Instrução 1. Identifique todas as linhas dos registros que contêm a palavra "blue" e copie cada uma delas.
-*-*-
A ausência de limites e a crise da autoridade estão na outra ponta do problema. Transformou-se o prazer em regra absoluta. O sacrifício, a renúncia e o sofrimento, realidades inerentes ao cotidiano de todos nós, foram excomungados pelo marketing do consumismo alucinado. Decretada a demissão dos limites e suprimido qualquer assomo de autoridade - dos pais, da escola e do Estado -, sobra a barbárie. A responsabilidade, consequência direta e imediata dos atos humanos, simplesmente evaporou.
Em todos os campos. O político ladrão e aético não vai para a cadeia. Renuncia ao mandato. O delinquente juvenil não responde por seus atos. É "de menor".
A despersonalização da culpa e a certeza da impunidade têm gerado uma onda de superpredadores. Gastamos muito tempo no combate à vergonha e à culpa, pretendendo que as pessoas se sentissem bem consigo mesmas. O saldo é uma geração desorientada e vazia. O inchaço do ego e o EMAGRECIMENTO da solidariedade estão na origem de inúmeras patologias.

A forja do caráter, compatível com o clima  de verdadeira liberdade, começa a ganhar contornos de solução válida. A pena é que tenhamos de pagar um preço tão alto para redescobrir o óbvio.
-*-*-
Instrução 2. Continue o texto sobre a ausência de limites e a crise da autoridade a partir da última frase apresentada.

Registros extraídos.
-*-*-
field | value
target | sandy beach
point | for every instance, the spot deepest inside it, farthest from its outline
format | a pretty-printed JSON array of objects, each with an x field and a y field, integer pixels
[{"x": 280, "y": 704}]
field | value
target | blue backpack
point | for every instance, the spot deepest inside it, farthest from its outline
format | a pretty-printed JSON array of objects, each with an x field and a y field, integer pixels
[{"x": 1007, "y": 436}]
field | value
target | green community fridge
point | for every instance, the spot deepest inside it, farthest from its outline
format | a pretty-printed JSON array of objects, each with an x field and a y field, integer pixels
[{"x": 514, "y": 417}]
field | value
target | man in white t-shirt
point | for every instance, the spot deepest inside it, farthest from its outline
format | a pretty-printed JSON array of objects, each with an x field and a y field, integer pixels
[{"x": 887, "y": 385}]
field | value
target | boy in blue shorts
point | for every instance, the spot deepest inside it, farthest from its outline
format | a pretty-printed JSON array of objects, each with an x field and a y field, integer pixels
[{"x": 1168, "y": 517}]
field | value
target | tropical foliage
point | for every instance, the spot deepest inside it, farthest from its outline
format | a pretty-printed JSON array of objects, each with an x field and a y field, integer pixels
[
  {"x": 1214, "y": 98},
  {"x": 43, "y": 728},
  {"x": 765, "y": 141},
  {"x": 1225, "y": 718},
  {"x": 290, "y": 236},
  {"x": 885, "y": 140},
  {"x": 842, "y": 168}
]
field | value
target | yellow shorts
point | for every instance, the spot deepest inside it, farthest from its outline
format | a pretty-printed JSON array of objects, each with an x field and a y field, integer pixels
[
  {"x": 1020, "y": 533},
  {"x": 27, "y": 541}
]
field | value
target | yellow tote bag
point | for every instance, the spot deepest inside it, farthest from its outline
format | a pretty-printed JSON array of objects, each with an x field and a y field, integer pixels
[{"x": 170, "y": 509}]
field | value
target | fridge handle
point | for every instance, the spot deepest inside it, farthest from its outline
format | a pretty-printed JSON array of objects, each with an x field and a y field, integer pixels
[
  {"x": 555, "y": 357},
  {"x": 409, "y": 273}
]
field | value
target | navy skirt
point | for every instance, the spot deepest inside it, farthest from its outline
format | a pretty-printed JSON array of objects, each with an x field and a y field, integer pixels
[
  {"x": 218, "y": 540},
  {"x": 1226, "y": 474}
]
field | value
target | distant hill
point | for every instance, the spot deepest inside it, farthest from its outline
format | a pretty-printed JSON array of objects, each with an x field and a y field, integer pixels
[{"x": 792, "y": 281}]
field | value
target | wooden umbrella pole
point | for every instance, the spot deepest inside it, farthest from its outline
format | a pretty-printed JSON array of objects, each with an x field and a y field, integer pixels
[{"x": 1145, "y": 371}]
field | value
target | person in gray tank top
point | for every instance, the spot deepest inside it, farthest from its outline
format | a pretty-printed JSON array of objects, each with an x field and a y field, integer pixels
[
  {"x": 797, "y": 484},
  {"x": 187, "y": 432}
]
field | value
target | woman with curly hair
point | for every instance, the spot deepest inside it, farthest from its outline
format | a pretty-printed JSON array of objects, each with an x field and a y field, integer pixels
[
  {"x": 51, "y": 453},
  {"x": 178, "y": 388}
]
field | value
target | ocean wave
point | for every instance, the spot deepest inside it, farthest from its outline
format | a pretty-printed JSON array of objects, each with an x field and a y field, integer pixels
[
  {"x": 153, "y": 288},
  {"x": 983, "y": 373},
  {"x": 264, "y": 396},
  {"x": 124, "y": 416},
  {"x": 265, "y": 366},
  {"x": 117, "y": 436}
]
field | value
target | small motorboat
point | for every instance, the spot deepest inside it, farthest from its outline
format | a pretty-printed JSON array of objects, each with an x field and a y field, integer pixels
-*-*-
Resposta correta 1.
target | blue backpack
target | boy in blue shorts

Resposta correta 2.
O pragmatismo e a irresponsabilidade de alguns setores do mundo do entretenimento estão na outra ponta do problema. A valorização do sucesso sem limites éticos, a apresentação de desvios comportamentais num clima de normalidade e a consagração da impunidade têm colaborado para o aparecimento de mauricinhos do crime. Apoiados numa manipulação do conceito de liberdade artística e de expressão, alguns programas da televisão crescem à sombra da exploração das paixões humanas.
As análises dos especialistas e as políticas públicas esgrimem inúmeros argumentos politicamente corretos. Fala-se de tudo. Menos da crise da família e da demissão da autoridade. Mas o nó está aí. Se não tivermos a coragem e a firmeza de desatá-lo, assistiremos a uma espiral de crueldade sem precedentes. É só uma questão de tempo. Já estamos ouvindo as primeiras explosões do barril de pólvora.

O horror dos lares destruídos pelo ódio não está nas telas dos cinemas. Está batendo às portas das casas de um Brasil que precisa resgatar a cordialidade e a tolerância.